YOUR OBJECTIVE
Which courts does the passage on Colten's disorderly conduct case name?

PASSAGE SHOWN
The complaint and warrant charging disorderly conduct, which carries a maximum penalty of six months in jail and a fine of $500, were addressed to the Quarterly Court of Fayette County, where Colten was tried, convicted, and fined $10. Exercising his right to a trial de novo in a court of general jurisdiction, Colten 'appealed,' as the Kentucky rules style this recourse, Ky.Rule Crim.Proc. 12.02, to the Criminal Division of the Fayette Circuit Court. By consent, trial was to the court and Colten was convicted of disorderly conduct and this time fined $50. The Kentucky Court of Appeals affirmed. Colten v. Commonwealth, 467 S.W.2d 374 (1971). It rejected Colten's constitutional challenges to the statute and his claim that the punishment imposed was impermissible, under North Carolina v. Pearce, 395 U.S. 711, 89 S.Ct. 2072, 23 L.Ed.2d 656 (1969). We noted probable jurisdiction. 404 U.S. 1014, 92 S.Ct. 672, 30 L.Ed.2d 660 (1972).

INFORMATION SHOWN
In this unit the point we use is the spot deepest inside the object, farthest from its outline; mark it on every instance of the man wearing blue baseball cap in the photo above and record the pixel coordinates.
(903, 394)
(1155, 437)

TASK RESPONSE
- Quarterly Court of Fayette County
- Criminal Division of the Fayette Circuit Court
- Kentucky Court of Appeals